--- START PROVIDED PASSAGE ---

1.16 release notes
RSSBefore attempting to upgrade to Document Engine 1.16, make sure your application runs as expected on your current version. If you’re on version 1.6.1 or later, you can upgrade directly to 1.16. If you’re on an earlier version, follow the step-by-step upgrade path outlined in our upgrade guide.
Highlights
Three changes ship in 1.16, all of which are outlined below.
Clustering
Multiple Document Engine nodes can now form a cluster that automatically routes document requests using consistent hashing for better scalability. See the horizontal scaling guide for details.
Password protection removal for PDF exports
The /api/documents/{documentId}/pdf endpoint now accepts a remove_password_protection option to strip password protection and security restrictions from downloaded PDFs.
Faster updates for unsigned PDFs
Document Engine now skips unnecessary digital signature refreshes after syncing documents that are known to be unsigned. This speeds up annotation, comment, bookmark, and form operations, especially for large PDFs.
Breaking changes
There are two breaking changes — read about both before upgrading.
Structured logging emits flattened fields by default
When LOG_STRUCTURED=true, structured logs now emit flattened fields by default. Set LOG_STRUCTURED_FLATTEN=false to keep nested JSON fields.
Nutrient Web SDK (server-backed) keys are no longer supported
Document Engine no longer starts with Nutrient Web SDK (server-backed) activation keys or legacy server-backed/Processor license keys, including legacy offline license keys.
If one of these keys is configured through ACTIVATION_KEY or LICENSE_KEY, Document Engine logs an error and fails to start.
This also affects existing installations that previously activated with a Nutrient Web SDK (server-backed) or Processor license and keep the activated license in the database or persistent storage. If no replacement key is configured, Document Engine detects the stored legacy license during startup, logs an error, and fails to start.
Before upgrading, replace any Nutrient Web SDK (server-backed) activation key or legacy server-backed/Processor license key with a Document Engine activation key or offline license key.
Document Engine activation keys must start with the 3- prefix. You can get Document Engine activation keys and offline license keys from the Nutrient Portal(opens in a new tab).
If an upgraded installation is already stuck on a stored legacy license, clear the stored activated license from the database or persistent storage, configure a Document Engine activation key or offline license key, and start Document Engine again.
Deprecations
Core OCR is deprecated and will be removed in a future release. GdPicture OCR is the default and recommended engine, so most teams won’t need to do anything.
The x-pspdfkit-ocr-engine request header and the OCR_ENGINE=core configuration value are also deprecated. No replacement OCR engine selector will be added, because Document Engine will use a single OCR engine after Core OCR is removed.
Clustering
Document Engine now supports clustering multiple nodes into a single logical deployment.
What it does
When clustering is active, document-scoped API requests are automatically routed to the node responsible for a given document using consistent hashing. This improves cache locality and throughput because each document is primarily served by one node rather than all of them competing for the same resources.
Nodes discover each other automatically via a configurable discovery method. In Kubernetes deployments, DNS-based discovery finds peers using a headless service.
When to use it
Clustering is useful when a single Document Engine instance is no longer sufficient to handle your workload. If you’re experiencing high CPU or memory pressure during document operations, adding more nodes with clustering enabled allows the load to be distributed across them.

--- END PROVIDED PASSAGE ---
--- START EXTRACTED DATA ---

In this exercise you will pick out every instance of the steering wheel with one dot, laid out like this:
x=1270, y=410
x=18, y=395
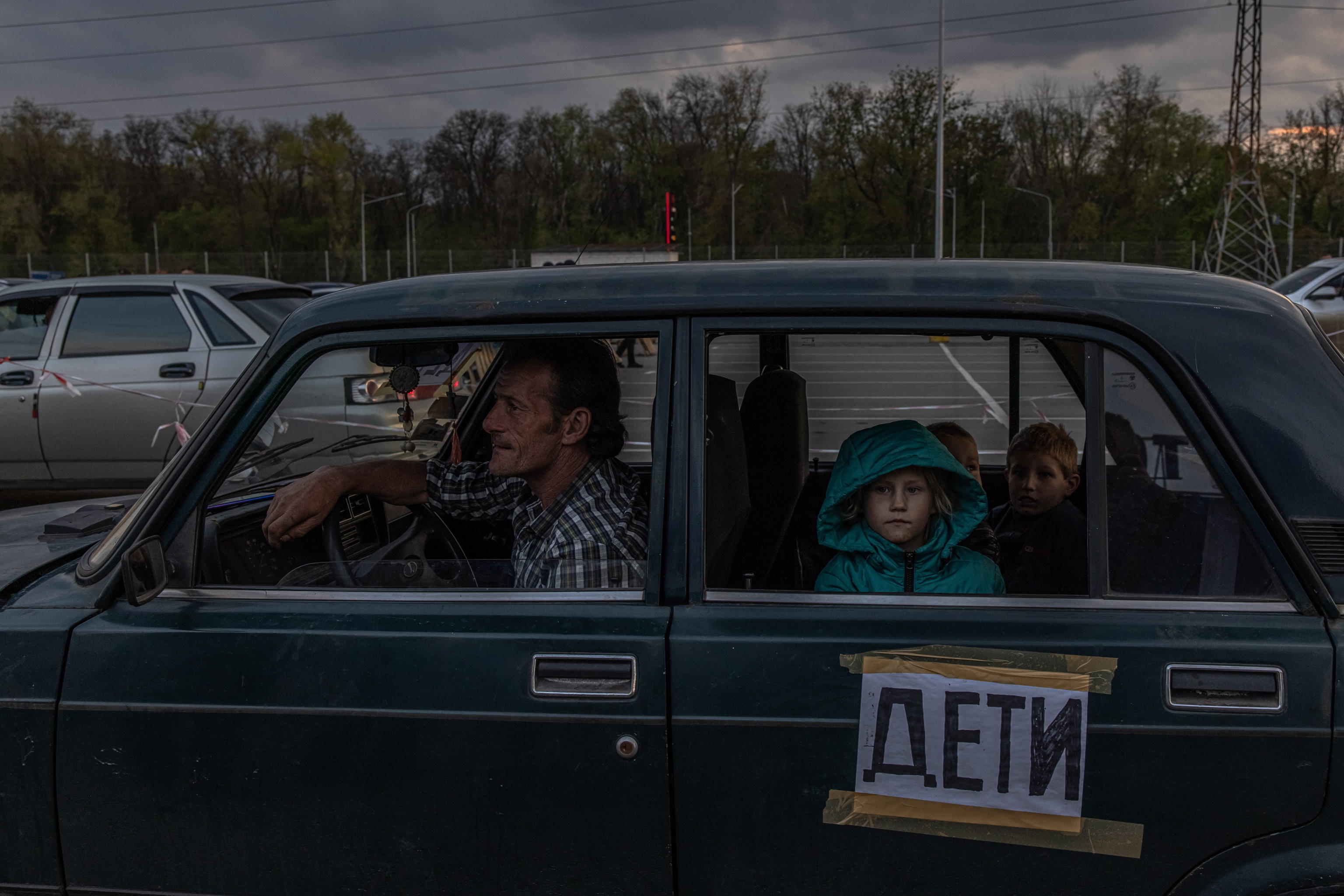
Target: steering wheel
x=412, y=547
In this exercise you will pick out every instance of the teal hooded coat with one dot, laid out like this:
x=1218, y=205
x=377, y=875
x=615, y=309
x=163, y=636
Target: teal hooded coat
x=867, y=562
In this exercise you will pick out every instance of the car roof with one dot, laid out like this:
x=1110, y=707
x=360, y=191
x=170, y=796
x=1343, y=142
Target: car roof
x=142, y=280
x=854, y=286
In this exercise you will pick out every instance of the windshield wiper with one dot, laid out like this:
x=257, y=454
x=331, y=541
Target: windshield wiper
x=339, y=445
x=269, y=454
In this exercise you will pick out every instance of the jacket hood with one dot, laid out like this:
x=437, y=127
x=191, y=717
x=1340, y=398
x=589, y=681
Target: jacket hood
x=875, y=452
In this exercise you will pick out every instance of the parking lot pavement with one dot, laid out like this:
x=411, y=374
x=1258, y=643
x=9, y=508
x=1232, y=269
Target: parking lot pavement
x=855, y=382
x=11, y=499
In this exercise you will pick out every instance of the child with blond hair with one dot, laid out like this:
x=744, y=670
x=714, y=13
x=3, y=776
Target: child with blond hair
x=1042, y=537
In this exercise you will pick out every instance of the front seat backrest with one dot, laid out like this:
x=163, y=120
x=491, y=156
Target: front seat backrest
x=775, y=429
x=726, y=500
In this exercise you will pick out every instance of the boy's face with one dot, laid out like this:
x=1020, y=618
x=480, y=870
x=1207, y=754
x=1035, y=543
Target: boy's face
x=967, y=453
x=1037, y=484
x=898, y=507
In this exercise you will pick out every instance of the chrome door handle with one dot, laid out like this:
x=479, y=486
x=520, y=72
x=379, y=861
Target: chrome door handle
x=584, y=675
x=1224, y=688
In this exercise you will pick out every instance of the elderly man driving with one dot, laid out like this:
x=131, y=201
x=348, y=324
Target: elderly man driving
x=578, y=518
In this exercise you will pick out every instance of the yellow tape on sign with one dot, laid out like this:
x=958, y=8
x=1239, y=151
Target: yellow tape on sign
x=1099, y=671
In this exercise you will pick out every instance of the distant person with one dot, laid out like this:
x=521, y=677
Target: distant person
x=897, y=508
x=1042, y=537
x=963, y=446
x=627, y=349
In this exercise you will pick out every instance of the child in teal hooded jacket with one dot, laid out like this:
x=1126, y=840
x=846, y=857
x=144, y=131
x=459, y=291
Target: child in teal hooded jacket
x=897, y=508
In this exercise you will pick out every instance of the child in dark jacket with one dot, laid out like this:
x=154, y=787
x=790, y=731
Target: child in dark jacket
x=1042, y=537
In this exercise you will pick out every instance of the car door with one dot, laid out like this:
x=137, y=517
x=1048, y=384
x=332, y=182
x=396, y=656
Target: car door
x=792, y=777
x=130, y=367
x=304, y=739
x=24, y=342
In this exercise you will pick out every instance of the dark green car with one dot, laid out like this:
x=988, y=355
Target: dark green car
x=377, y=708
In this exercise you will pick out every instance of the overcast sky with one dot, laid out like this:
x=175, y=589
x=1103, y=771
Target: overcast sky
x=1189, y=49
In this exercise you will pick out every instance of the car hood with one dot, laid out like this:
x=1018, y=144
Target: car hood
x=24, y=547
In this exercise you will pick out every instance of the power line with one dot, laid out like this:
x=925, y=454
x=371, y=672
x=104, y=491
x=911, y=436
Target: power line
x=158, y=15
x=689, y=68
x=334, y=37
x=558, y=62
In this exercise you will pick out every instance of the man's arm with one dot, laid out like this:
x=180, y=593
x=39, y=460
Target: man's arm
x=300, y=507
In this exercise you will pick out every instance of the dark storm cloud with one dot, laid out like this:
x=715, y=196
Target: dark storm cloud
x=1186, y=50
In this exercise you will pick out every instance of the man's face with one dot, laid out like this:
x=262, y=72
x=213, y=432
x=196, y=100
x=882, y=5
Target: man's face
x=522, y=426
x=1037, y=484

--- END EXTRACTED DATA ---

### ACTIONS TO TAKE
1: In the Document Engine 1.16 release notes, what prefix must Document Engine activation keys start with?
2: Please extend the Document Engine 1.16 release notes, picking up right after their final sentence.
The records aren't needed for anything here.

### ANSWERS PROVIDED
1: They must start with the 3- prefix.

2:
What changed in this release
- The node join protocol now prevents requests from being routed to a node before it’s ready to serve them. Nodes go through a readiness handshake before entering the hash ring.
- All clustering configuration now lives in the standard configuration schema. Clustering environment variables are documented in the configuration reference.
- HTTP/2 shared rendering is now cluster-aware. Tile requests previously bypassed cluster routing because they run outside the standard router pipeline; they’re now resolved to the document’s owner node, so shared rendering and clustering can be used together without routing conflicts.
Getting started
Clustering is disabled by default. To enable it, set CLUSTERING_ENABLED to true and choose a discovery method in your environment configuration. Refer to the horizontal scaling guide for an overview, and to the configuration reference for details.
Operating clustering
On a healthy join, each node logs that the local endpoint is ready and then logs Cluster handshake completed peer=<node> as peers become routable. During rolling restarts, Removing it from the ring messages are expected when an old pod exits, as long as they’re followed by Discovered new node and handshake completion messages for the replacement pod.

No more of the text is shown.